**Exercise aim**:
How many lines in the listing below contain "target", matching case exactly? Reply with the number only.

**Task input**:
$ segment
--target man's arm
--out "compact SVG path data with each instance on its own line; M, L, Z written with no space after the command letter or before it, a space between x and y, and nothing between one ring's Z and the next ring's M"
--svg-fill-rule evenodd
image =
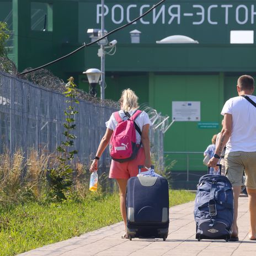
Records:
M231 135L232 127L232 115L230 114L225 114L224 115L224 119L223 121L223 128L220 132L218 140L216 142L215 154L220 156L224 147L227 143L230 135ZM212 157L209 163L208 166L211 167L215 167L218 162L218 159L214 157Z

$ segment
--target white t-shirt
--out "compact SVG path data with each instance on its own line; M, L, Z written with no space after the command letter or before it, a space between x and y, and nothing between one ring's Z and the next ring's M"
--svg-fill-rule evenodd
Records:
M134 110L131 111L129 111L129 113L131 116L135 112L136 110ZM122 119L126 120L127 118L125 116L125 114L123 110L119 110L119 114L120 115L120 117ZM144 111L137 117L135 119L135 122L137 124L138 126L140 127L141 131L142 131L142 127L144 125L147 125L148 124L150 124L150 126L152 125L152 122L150 121L150 118L148 117L148 115ZM114 113L112 113L111 115L110 118L109 120L106 122L106 126L107 128L112 130L114 131L115 128L118 125L118 122L115 119L114 116ZM141 142L141 136L140 135L139 133L136 131L136 143L139 144Z
M248 95L256 103L256 97ZM226 153L233 151L256 151L256 108L241 96L226 102L221 114L232 117L231 135L227 143Z

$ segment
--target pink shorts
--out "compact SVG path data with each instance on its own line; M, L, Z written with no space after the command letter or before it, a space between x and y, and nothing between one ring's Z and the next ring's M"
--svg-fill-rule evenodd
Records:
M111 179L129 179L137 176L138 166L143 166L145 162L144 148L141 147L136 158L129 162L119 163L111 160L109 178Z

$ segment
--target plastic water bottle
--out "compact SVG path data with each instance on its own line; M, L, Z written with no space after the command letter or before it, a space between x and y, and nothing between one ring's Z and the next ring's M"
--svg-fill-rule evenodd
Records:
M90 174L90 186L89 190L90 191L96 191L98 186L98 173L94 172Z

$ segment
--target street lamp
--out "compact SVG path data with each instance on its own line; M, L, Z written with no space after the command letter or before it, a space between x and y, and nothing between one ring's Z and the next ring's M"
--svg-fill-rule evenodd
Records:
M86 74L87 78L90 84L90 94L95 97L97 94L96 86L99 83L99 78L102 74L100 70L97 68L89 68L86 71L83 72L83 74Z

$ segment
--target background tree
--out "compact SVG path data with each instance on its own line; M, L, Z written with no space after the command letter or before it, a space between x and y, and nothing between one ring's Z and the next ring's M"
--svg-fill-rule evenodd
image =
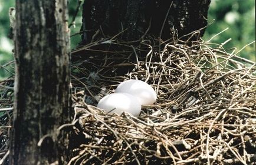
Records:
M180 37L207 25L210 0L86 1L83 13L83 40L120 35L124 41L146 33L166 40ZM202 36L204 29L199 36ZM99 33L99 35L96 35ZM196 39L195 38L195 39Z
M66 0L16 1L9 164L61 164L58 128L71 116L67 19Z

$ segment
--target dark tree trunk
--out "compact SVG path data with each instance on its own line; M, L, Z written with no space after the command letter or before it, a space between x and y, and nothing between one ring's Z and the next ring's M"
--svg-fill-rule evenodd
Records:
M71 112L67 0L16 0L15 25L9 164L61 164L58 128Z
M139 39L146 32L164 40L180 37L206 25L210 2L87 0L83 5L83 41L91 42L97 31L99 34L94 35L97 38L113 36L124 31L119 36L124 41ZM204 32L201 30L198 36L202 36Z

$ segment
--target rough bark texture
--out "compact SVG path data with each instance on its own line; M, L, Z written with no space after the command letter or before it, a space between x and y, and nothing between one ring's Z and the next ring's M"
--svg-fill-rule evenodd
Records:
M71 116L67 0L17 0L16 10L9 164L57 163L58 127Z
M86 43L91 42L98 30L100 32L97 35L98 38L112 36L125 31L119 36L125 41L140 39L147 29L147 33L160 36L165 40L176 38L174 33L180 37L206 25L210 2L211 0L86 0L83 5L83 41ZM199 36L202 36L204 32L204 30L201 31ZM196 39L196 37L193 39Z

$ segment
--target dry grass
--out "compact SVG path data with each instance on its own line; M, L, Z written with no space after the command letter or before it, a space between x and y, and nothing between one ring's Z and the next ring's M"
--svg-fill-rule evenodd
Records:
M68 164L255 163L255 63L223 44L157 42L133 46L112 38L73 52ZM130 79L146 82L157 94L139 117L94 106ZM8 155L13 83L0 82L0 164Z
M74 51L74 129L83 140L68 164L255 163L255 63L205 42L146 42L110 39ZM157 94L139 117L93 106L130 79Z

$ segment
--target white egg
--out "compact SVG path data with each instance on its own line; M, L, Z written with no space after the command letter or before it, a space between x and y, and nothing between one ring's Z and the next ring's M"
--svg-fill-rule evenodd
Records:
M156 100L154 89L147 83L138 80L129 80L121 83L116 93L126 93L136 96L142 105L153 104Z
M139 116L142 107L136 97L125 93L116 93L107 95L102 98L97 107L103 109L107 113L128 112L134 116Z

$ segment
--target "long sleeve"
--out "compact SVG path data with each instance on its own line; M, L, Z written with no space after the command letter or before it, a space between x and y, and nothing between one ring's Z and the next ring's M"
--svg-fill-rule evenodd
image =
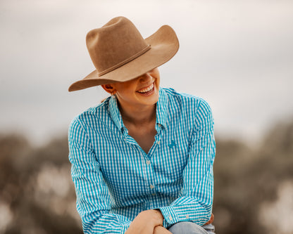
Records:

**In response**:
11